■ What is required:
Would you reproduce, word for word, only the lines from the one with "phrase -- stone step" to the end of the listing below?

■ Data to use:
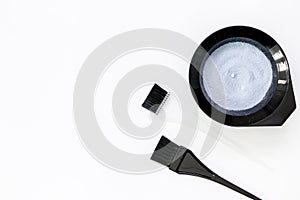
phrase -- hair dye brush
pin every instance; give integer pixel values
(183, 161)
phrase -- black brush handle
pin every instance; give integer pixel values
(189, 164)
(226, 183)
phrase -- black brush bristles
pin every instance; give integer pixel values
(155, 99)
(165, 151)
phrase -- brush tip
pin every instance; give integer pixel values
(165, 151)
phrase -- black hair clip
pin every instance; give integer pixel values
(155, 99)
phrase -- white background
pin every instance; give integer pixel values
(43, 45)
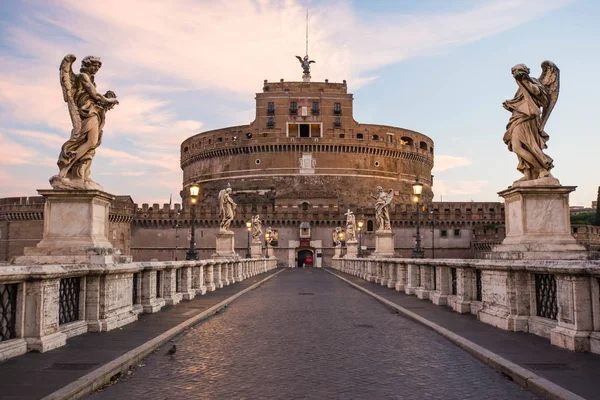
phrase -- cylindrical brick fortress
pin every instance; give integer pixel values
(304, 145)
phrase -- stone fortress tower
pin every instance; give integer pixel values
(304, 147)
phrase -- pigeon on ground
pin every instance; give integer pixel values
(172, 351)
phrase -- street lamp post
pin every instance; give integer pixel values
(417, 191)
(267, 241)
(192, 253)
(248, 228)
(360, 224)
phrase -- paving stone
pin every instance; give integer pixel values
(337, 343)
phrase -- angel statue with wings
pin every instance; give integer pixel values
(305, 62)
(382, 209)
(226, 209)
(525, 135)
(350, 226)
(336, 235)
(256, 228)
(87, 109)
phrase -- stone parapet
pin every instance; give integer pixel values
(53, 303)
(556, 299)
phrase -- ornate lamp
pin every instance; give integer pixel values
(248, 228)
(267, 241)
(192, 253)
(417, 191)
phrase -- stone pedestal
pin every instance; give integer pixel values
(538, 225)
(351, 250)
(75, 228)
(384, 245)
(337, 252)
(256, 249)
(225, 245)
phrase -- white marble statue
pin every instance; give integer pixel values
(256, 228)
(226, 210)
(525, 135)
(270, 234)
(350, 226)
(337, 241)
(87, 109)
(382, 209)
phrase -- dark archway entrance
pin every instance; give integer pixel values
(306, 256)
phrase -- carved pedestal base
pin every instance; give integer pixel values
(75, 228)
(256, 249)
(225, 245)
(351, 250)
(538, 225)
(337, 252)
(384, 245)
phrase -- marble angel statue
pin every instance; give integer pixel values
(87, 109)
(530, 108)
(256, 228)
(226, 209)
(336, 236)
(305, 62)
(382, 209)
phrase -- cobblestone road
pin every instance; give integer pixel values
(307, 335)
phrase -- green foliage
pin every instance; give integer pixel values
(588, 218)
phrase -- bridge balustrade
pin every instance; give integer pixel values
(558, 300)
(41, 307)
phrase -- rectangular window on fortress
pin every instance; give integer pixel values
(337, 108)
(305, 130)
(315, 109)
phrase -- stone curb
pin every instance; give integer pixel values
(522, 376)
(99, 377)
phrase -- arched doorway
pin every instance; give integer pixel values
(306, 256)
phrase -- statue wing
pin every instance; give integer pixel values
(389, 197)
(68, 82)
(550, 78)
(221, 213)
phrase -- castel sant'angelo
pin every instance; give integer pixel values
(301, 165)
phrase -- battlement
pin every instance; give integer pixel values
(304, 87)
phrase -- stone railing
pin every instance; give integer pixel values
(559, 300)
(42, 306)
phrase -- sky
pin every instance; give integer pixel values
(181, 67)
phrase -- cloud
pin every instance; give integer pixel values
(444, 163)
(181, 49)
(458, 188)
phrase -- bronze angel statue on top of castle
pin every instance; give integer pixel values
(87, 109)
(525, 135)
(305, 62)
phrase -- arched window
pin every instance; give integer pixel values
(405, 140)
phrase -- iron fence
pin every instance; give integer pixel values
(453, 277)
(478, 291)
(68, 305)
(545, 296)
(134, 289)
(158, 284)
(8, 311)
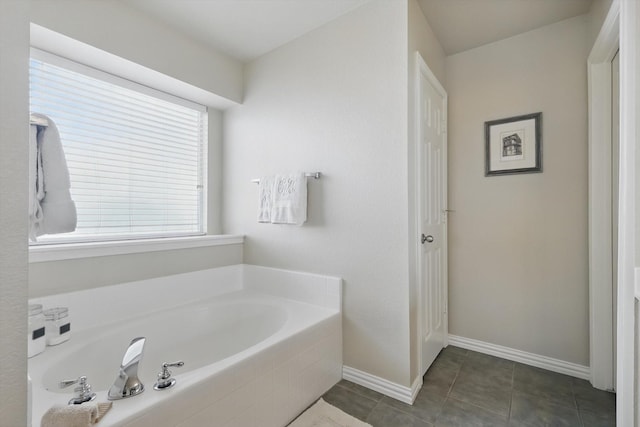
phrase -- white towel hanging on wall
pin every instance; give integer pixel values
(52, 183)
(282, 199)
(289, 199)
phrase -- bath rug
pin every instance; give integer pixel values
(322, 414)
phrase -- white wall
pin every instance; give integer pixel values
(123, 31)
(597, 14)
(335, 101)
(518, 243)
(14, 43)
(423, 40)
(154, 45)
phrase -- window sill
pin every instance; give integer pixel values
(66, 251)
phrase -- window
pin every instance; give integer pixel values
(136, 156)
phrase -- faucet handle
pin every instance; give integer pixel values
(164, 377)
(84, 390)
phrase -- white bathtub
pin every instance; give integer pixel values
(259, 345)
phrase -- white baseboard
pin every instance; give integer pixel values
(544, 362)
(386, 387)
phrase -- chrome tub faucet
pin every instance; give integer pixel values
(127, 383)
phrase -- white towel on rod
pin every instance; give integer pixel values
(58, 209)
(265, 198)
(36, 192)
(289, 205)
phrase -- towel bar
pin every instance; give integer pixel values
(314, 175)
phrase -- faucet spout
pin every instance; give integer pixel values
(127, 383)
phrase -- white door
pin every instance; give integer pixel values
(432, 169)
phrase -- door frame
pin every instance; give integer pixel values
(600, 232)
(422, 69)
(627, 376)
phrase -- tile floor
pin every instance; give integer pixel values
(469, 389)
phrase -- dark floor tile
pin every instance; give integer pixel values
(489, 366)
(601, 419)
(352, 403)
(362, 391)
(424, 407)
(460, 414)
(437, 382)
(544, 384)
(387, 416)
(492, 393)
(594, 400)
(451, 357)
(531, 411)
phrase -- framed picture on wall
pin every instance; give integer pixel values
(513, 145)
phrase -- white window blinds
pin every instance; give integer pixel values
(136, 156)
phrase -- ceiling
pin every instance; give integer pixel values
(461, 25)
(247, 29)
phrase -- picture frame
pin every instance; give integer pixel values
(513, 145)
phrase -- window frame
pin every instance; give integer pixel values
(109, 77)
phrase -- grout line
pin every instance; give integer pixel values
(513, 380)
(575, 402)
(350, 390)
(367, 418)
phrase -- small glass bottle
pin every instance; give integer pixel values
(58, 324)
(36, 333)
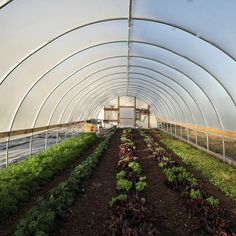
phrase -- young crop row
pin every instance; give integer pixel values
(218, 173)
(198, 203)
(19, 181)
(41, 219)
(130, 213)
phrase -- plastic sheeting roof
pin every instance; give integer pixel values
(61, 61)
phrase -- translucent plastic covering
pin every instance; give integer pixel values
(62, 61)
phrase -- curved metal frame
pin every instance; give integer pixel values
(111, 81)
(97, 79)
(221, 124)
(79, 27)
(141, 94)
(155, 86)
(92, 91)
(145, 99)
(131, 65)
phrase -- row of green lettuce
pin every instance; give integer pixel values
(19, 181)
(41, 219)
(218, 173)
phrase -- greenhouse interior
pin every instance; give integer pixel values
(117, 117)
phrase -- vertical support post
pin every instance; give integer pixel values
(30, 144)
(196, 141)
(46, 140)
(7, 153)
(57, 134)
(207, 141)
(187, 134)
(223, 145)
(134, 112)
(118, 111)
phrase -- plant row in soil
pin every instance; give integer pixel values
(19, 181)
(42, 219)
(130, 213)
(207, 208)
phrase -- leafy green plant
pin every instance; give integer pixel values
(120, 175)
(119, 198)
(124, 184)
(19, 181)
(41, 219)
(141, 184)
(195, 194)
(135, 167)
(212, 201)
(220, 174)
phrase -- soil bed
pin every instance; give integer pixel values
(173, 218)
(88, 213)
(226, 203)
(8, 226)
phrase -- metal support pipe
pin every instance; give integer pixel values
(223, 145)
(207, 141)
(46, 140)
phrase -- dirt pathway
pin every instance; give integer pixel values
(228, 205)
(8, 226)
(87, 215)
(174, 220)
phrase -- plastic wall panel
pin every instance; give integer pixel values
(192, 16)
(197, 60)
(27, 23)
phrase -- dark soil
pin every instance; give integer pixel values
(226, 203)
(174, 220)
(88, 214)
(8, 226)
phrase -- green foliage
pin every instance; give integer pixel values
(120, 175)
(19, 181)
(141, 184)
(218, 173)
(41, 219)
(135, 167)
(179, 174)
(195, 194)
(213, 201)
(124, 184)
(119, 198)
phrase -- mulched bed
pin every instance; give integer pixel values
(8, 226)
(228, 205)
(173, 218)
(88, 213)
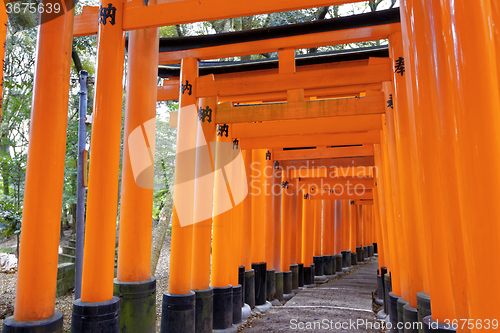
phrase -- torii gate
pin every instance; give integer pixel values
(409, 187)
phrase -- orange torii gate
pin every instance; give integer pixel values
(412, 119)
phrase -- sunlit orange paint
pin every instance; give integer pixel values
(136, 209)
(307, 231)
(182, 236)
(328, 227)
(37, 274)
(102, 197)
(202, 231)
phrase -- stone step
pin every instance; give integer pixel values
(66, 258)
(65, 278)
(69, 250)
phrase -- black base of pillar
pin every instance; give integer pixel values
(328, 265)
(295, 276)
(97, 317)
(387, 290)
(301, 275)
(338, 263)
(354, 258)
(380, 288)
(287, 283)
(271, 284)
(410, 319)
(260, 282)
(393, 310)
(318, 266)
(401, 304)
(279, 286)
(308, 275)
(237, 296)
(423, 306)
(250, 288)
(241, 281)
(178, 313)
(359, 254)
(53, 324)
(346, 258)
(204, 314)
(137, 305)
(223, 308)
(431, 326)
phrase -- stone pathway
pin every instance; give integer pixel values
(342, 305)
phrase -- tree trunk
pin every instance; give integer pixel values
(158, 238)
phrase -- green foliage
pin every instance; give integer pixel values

■ Task output:
phrase -- stone step
pin every instance; give integer pixel values
(66, 258)
(65, 278)
(69, 250)
phrase -- black base of pillar
pin every instance; give integer pixel values
(328, 265)
(295, 276)
(97, 317)
(387, 290)
(301, 275)
(338, 263)
(354, 258)
(380, 288)
(287, 283)
(271, 284)
(410, 319)
(260, 282)
(393, 310)
(318, 266)
(401, 304)
(279, 286)
(308, 275)
(237, 296)
(423, 306)
(250, 288)
(241, 281)
(178, 313)
(359, 254)
(53, 324)
(346, 258)
(204, 314)
(137, 305)
(223, 308)
(431, 326)
phrase -- stone pathway
pin every instance; give integer pixel values
(342, 305)
phrase -- tree trunk
pin every instance; give integer pixel values
(158, 238)
phrase -- green foliage
pin every instance; give integer pixel values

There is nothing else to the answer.